━━━ Excerpted records

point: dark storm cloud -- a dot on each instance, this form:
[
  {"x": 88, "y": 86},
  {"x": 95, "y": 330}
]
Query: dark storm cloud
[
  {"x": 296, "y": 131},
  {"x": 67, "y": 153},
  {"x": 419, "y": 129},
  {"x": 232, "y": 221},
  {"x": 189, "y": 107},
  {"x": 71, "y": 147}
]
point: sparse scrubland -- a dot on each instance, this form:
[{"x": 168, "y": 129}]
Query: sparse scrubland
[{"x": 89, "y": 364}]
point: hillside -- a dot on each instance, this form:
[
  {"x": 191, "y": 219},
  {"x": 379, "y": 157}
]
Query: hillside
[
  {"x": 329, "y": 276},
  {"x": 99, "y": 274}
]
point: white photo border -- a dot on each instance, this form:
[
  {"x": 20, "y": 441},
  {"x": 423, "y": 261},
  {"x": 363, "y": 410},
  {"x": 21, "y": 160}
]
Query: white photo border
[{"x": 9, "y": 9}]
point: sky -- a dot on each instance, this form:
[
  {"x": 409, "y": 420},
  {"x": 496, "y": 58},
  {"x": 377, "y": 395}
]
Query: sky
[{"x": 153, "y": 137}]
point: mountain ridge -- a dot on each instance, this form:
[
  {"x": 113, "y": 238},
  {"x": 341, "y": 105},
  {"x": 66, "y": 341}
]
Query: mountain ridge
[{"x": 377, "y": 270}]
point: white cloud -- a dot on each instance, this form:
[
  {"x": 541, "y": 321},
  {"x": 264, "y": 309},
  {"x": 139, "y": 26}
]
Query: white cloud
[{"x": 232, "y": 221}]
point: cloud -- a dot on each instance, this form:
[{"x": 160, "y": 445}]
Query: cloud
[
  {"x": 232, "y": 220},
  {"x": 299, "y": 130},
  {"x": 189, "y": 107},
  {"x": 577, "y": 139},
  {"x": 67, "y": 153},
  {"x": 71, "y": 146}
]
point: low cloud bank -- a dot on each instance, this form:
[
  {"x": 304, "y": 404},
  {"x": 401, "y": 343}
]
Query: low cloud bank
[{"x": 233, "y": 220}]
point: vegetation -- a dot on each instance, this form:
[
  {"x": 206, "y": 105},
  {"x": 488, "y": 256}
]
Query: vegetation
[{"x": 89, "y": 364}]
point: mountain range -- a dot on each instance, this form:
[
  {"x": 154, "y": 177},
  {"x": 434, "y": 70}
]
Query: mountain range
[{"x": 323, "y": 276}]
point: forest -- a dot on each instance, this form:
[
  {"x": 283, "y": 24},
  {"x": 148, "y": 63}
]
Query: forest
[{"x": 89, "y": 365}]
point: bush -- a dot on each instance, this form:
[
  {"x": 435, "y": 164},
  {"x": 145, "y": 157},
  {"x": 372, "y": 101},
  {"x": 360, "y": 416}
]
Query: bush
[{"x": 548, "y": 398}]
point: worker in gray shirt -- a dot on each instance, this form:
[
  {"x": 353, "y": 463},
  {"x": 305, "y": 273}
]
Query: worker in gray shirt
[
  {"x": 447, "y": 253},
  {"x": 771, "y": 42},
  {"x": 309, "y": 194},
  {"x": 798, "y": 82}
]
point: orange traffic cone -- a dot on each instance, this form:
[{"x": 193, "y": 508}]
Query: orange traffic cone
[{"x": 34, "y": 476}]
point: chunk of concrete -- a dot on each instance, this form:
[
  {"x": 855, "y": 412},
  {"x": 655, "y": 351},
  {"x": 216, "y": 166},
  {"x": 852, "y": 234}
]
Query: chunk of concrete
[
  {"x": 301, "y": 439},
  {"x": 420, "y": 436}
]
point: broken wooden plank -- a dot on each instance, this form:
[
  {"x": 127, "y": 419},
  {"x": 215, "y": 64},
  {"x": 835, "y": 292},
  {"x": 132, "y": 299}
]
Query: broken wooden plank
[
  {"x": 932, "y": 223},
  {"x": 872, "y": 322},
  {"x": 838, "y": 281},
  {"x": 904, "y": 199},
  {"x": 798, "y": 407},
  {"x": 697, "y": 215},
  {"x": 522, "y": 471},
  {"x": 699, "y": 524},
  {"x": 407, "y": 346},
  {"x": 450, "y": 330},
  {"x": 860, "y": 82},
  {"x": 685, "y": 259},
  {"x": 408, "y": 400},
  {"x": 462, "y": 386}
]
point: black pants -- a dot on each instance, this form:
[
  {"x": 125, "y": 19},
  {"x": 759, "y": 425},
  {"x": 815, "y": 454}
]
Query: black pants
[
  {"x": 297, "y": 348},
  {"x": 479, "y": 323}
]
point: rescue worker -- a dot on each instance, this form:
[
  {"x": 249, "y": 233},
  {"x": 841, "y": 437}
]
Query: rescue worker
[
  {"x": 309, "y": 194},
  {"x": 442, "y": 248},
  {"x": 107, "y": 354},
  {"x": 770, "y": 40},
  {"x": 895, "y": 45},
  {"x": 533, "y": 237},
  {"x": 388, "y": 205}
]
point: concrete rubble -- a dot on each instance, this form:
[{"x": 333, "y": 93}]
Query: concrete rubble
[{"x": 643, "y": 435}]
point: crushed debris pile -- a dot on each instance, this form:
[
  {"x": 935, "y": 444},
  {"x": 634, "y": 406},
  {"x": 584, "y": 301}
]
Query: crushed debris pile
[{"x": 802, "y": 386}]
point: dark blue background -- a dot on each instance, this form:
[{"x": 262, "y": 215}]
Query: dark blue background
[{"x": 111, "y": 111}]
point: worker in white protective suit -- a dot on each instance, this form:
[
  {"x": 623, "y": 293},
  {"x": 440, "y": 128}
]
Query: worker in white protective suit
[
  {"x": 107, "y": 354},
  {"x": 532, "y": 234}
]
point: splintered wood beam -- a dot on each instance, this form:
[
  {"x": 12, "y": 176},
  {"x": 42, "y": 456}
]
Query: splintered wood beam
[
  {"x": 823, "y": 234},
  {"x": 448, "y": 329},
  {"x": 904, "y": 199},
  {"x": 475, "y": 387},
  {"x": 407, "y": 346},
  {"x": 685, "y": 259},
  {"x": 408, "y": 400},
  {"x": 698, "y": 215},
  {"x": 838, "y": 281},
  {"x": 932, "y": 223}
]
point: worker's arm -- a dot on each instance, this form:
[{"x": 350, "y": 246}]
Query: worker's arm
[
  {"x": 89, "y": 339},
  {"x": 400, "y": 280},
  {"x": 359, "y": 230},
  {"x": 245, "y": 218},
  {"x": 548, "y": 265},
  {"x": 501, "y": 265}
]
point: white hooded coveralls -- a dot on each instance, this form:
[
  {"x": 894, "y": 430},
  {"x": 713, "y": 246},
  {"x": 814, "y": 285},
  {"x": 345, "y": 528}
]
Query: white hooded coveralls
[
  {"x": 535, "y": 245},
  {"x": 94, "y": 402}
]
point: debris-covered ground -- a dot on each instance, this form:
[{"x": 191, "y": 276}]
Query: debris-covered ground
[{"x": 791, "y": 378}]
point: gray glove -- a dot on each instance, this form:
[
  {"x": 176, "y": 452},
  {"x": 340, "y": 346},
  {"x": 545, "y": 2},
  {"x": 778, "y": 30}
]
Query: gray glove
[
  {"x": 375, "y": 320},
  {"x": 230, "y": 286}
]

━━━━━━

• [The request]: Copy out every row above word for word, changing nothing.

• [Reply]:
point: dark storm cloud -- a dot on each instance, this form:
[
  {"x": 88, "y": 86},
  {"x": 95, "y": 330}
]
Query: dark storm cloud
[
  {"x": 296, "y": 131},
  {"x": 67, "y": 153},
  {"x": 419, "y": 129},
  {"x": 232, "y": 221},
  {"x": 189, "y": 107},
  {"x": 71, "y": 147}
]
point: sparse scrubland -- a dot on each instance, this form:
[{"x": 168, "y": 129}]
Query: sparse scrubland
[{"x": 89, "y": 364}]
point: hillside -- a dot on each instance, this form:
[
  {"x": 191, "y": 219},
  {"x": 379, "y": 157}
]
Query: hillside
[
  {"x": 329, "y": 276},
  {"x": 99, "y": 274}
]
point: white photo border -- a dot on each instance, this form:
[
  {"x": 20, "y": 441},
  {"x": 423, "y": 261},
  {"x": 363, "y": 410},
  {"x": 21, "y": 160}
]
Query: white photo border
[{"x": 9, "y": 9}]
point: sky -- a dot on each instance, this form:
[
  {"x": 409, "y": 420},
  {"x": 496, "y": 58},
  {"x": 377, "y": 395}
]
Query: sky
[{"x": 153, "y": 137}]
point: mountain ridge -- a dot on each instance, this form:
[
  {"x": 113, "y": 238},
  {"x": 341, "y": 105},
  {"x": 66, "y": 341}
]
Query: mountain ridge
[{"x": 377, "y": 270}]
point: white cloud -- a dot on each instance, this form:
[
  {"x": 541, "y": 321},
  {"x": 264, "y": 309},
  {"x": 139, "y": 26}
]
Query: white cloud
[{"x": 232, "y": 221}]
point: cloud -- a dot on each instance, this form:
[{"x": 160, "y": 445}]
Query: cloud
[
  {"x": 232, "y": 220},
  {"x": 299, "y": 130},
  {"x": 189, "y": 107},
  {"x": 577, "y": 139},
  {"x": 67, "y": 153},
  {"x": 71, "y": 146}
]
point: low cloud bank -- a dot on each instance, this form:
[
  {"x": 304, "y": 404},
  {"x": 401, "y": 343}
]
Query: low cloud bank
[{"x": 233, "y": 220}]
point: vegetation -- a dot on each instance, this form:
[
  {"x": 206, "y": 105},
  {"x": 488, "y": 256}
]
Query: vegetation
[{"x": 89, "y": 364}]
point: mountain range -- a dot on each instance, this form:
[
  {"x": 154, "y": 177},
  {"x": 434, "y": 70}
]
Query: mountain range
[{"x": 323, "y": 276}]
point: forest -- a dot on each instance, this form:
[
  {"x": 283, "y": 24},
  {"x": 148, "y": 63}
]
Query: forest
[{"x": 89, "y": 365}]
point: bush -- a dot on each instance, this form:
[
  {"x": 435, "y": 164},
  {"x": 145, "y": 157},
  {"x": 372, "y": 101},
  {"x": 360, "y": 416}
]
Query: bush
[{"x": 548, "y": 398}]
point: worker in gray shirt -- a dot on each instance, this form:
[
  {"x": 353, "y": 463},
  {"x": 305, "y": 273}
]
Query: worker in gray shirt
[
  {"x": 447, "y": 253},
  {"x": 771, "y": 42},
  {"x": 309, "y": 194},
  {"x": 798, "y": 82}
]
point: orange traffic cone -- a dot on each instance, this form:
[{"x": 193, "y": 508}]
Query: orange traffic cone
[{"x": 34, "y": 476}]
point: chunk of concrete -- a dot on each instance, this form:
[
  {"x": 855, "y": 412},
  {"x": 655, "y": 351},
  {"x": 216, "y": 166},
  {"x": 852, "y": 234}
]
Query: chunk of concrete
[
  {"x": 301, "y": 439},
  {"x": 420, "y": 436}
]
point: broken wooden plank -- a dot on each instance, this form:
[
  {"x": 127, "y": 419},
  {"x": 215, "y": 64},
  {"x": 835, "y": 292},
  {"x": 132, "y": 299}
]
Query: broken wooden plank
[
  {"x": 932, "y": 223},
  {"x": 872, "y": 322},
  {"x": 838, "y": 281},
  {"x": 904, "y": 199},
  {"x": 798, "y": 407},
  {"x": 697, "y": 215},
  {"x": 522, "y": 471},
  {"x": 699, "y": 524},
  {"x": 407, "y": 346},
  {"x": 450, "y": 330},
  {"x": 860, "y": 82},
  {"x": 685, "y": 259},
  {"x": 408, "y": 400},
  {"x": 462, "y": 386}
]
point: black pants -- a dot on each instance, this form:
[
  {"x": 125, "y": 19},
  {"x": 759, "y": 425},
  {"x": 815, "y": 454}
]
Query: black pants
[
  {"x": 297, "y": 348},
  {"x": 479, "y": 323}
]
point: rescue worker -- a dot on each instance, this form:
[
  {"x": 249, "y": 233},
  {"x": 841, "y": 437}
]
Query: rescue worker
[
  {"x": 309, "y": 194},
  {"x": 442, "y": 248},
  {"x": 107, "y": 354},
  {"x": 770, "y": 40},
  {"x": 895, "y": 45},
  {"x": 533, "y": 237},
  {"x": 388, "y": 205}
]
point: concrete rubble -- a dot on each instance, this form:
[{"x": 333, "y": 93}]
Query: concrete rubble
[{"x": 643, "y": 435}]
point: crushed debris pile -- a dot on each instance, this form:
[
  {"x": 935, "y": 444},
  {"x": 634, "y": 406},
  {"x": 584, "y": 301}
]
Query: crushed debris pile
[{"x": 802, "y": 386}]
point: dark blue background -- a dot on each instance, this form:
[{"x": 262, "y": 215}]
Query: dark blue background
[{"x": 111, "y": 111}]
point: worker in white protective suit -- a dot on each instance, this form:
[
  {"x": 623, "y": 293},
  {"x": 440, "y": 128}
]
Query: worker in white protective suit
[
  {"x": 107, "y": 354},
  {"x": 532, "y": 234}
]
point: splintered wood beam -- a dot on each instance, this form:
[
  {"x": 12, "y": 176},
  {"x": 42, "y": 456}
]
Query: splintered wood beam
[
  {"x": 823, "y": 234},
  {"x": 448, "y": 329},
  {"x": 904, "y": 199},
  {"x": 475, "y": 387},
  {"x": 407, "y": 346},
  {"x": 685, "y": 259},
  {"x": 408, "y": 400},
  {"x": 698, "y": 215},
  {"x": 838, "y": 281},
  {"x": 932, "y": 223}
]
point: worker's arm -- a dot on each instance, this form:
[{"x": 350, "y": 246}]
Query: worker's arm
[
  {"x": 89, "y": 339},
  {"x": 400, "y": 280},
  {"x": 359, "y": 230},
  {"x": 245, "y": 218},
  {"x": 548, "y": 265},
  {"x": 501, "y": 265}
]
point: white hooded coveralls -- a dot on each instance, this form:
[
  {"x": 894, "y": 430},
  {"x": 713, "y": 246},
  {"x": 814, "y": 285},
  {"x": 345, "y": 528}
]
Query: white hooded coveralls
[
  {"x": 535, "y": 245},
  {"x": 94, "y": 402}
]
point: debris-covered ground -- a dot on each instance, this form:
[{"x": 191, "y": 276}]
Query: debris-covered ground
[{"x": 791, "y": 378}]
point: gray glove -- a dot on each instance, this form:
[
  {"x": 176, "y": 452},
  {"x": 340, "y": 346},
  {"x": 545, "y": 2},
  {"x": 778, "y": 30}
]
Query: gray glove
[
  {"x": 375, "y": 320},
  {"x": 230, "y": 286}
]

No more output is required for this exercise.